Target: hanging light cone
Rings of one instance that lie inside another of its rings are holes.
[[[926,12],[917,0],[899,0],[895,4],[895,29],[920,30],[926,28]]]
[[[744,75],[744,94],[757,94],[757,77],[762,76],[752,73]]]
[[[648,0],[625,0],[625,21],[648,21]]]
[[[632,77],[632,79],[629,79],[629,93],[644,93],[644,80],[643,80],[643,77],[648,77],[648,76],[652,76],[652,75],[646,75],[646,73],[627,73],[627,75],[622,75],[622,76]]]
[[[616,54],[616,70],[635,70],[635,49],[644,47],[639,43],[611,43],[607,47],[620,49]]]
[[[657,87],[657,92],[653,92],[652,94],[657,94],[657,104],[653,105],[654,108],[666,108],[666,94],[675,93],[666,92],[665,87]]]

══════

> Set task: Can you update the listing above by replacing "hanging light cone" with "pendant lamp" and leaving everything else unchanged?

> Solution:
Target: pendant lamp
Rings of one instance that lie inside another of its rings are holes.
[[[926,12],[917,0],[899,0],[895,4],[895,29],[920,30],[926,28]]]
[[[744,75],[744,94],[757,94],[757,77],[762,76],[752,73]]]
[[[648,0],[625,0],[625,21],[648,21]]]
[[[632,77],[632,79],[629,79],[629,93],[644,93],[644,80],[643,80],[643,77],[648,77],[648,76],[652,76],[652,75],[646,75],[646,73],[627,73],[627,75],[622,75],[622,76]]]
[[[616,54],[616,70],[635,70],[635,49],[644,47],[639,43],[611,43],[607,47],[620,49]]]
[[[657,87],[657,92],[653,92],[652,94],[657,94],[657,104],[653,105],[654,108],[666,108],[666,94],[675,93],[666,92],[665,87]]]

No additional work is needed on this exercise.